— START TEXT TO READ —
BUG: multi-type SparseDataFrame fixes and improvements #13917

sstanovnik · 2016-08-05T12:28:58Z

1 tests added / passed
passes git diff upstream/master | flake8 --diff
whatsnew entry

Types were incorrectly determined when slicing SparseDataFrames with
multiple dtypes (such as float and object) into SparseSeries.

import pandas as pd
sdf = pd.SparseDataFrame([[1, 2, 'a'], [4, 5, 'b']])
sdf.iloc[[0]]  # OK
sdf.iloc[0]  # ValueError: could not convert string to float: 'a'

No existing issue covers this.

codecov-io · 2016-08-05T16:07:13Z

Current coverage is 85.30% (diff: 100%)

Merging #13917 into master will not change coverage

@@             master     #13917   diff @@
==========================================
  Files           139        139          
  Lines         50157      50157          
  Methods           0          0          
  Messages          0          0          
  Branches          0          0          
==========================================
  Hits          42785      42785          
  Misses         7372       7372          
  Partials          0          0

Powered by Codecov. Last update b7abef4...8c7d1ea

jreback · 2016-08-05T16:36:30Z

pandas/core/internals.py

@@ -4440,7 +4440,10 @@ def _lcd_dtype(l):
        """ find the lowest dtype that can accomodate the given types """
        m = l[0].dtype
        for x in l[1:]:
-            if x.dtype.itemsize > m.itemsize:
+            # the new dtype must either be wider or a strict subtype
+            if (x.dtype.itemsize > m.itemsize or


doesn't np.find_common_type do this? (or .common_type)?

should create a pandas version of this to isolate (e.g. this won't handle non-numpy types)

jreback · 2016-08-05T16:36:46Z

@sinhrks

sinhrks · 2016-08-05T20:15:19Z

as sparse mainly supports float64, adding more tests for mixed dtype is appreciated (maybe in the same file as separate class).

Types were incorrectly determined when slicing SparseDataFrames with multiple dtypes (such as float and object). Also enables type inference for SparseArrays by default.

sstanovnik · 2016-08-08T19:46:03Z

I used numpy's find_common_type instead of that local function, this changed a test (test_block_internals.py), see if that numpy behaviour is desired.

Another (maybe non-minor) change is the default parameter in sparse/array.py, but that didn't seem to really break anything.
— END TEXT TO READ —
— START DATA ENTRIES —
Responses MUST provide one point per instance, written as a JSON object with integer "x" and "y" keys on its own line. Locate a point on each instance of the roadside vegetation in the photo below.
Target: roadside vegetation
— END DATA ENTRIES —
— START DATA ENTRIES —
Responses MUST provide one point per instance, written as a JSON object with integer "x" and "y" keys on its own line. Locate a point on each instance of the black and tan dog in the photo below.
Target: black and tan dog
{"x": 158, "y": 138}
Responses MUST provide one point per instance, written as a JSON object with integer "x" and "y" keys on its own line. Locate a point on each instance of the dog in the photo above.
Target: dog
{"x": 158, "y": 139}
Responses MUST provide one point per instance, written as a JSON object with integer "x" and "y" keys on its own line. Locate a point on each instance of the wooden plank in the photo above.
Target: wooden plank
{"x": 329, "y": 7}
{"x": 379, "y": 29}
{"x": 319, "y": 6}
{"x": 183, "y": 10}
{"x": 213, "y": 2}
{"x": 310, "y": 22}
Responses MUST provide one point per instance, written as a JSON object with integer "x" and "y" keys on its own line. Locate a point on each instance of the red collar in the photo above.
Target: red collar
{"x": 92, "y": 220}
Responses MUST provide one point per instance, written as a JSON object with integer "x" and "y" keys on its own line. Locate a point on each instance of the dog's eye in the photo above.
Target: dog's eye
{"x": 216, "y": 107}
— END DATA ENTRIES —
* [WRITTEN TASKS]:
• A. In the SparseDataFrame thread, what error does `sdf.iloc[0]` raise?
• B. List every distinct username that posts a comment in the SparseDataFrame thread.
• C. Based on the SparseDataFrame thread, say whether each statement agrees with it: (i) Merging the change will alter coverage. (ii) Sparse mainly supports float64. (iii) An existing issue already covers the bug. Answer yes or no for each and quote the words that decide it.

* [EXERCISE RESPONSES]:
• A. ValueError: could not convert string to float: 'a'

• B. sstanovnik, codecov-io, jreback, sinhrks

• C.
(i) No: "Merging #13917 into master will not change coverage"
(ii) Yes: "as sparse mainly supports float64"
(iii) No: "No existing issue covers this."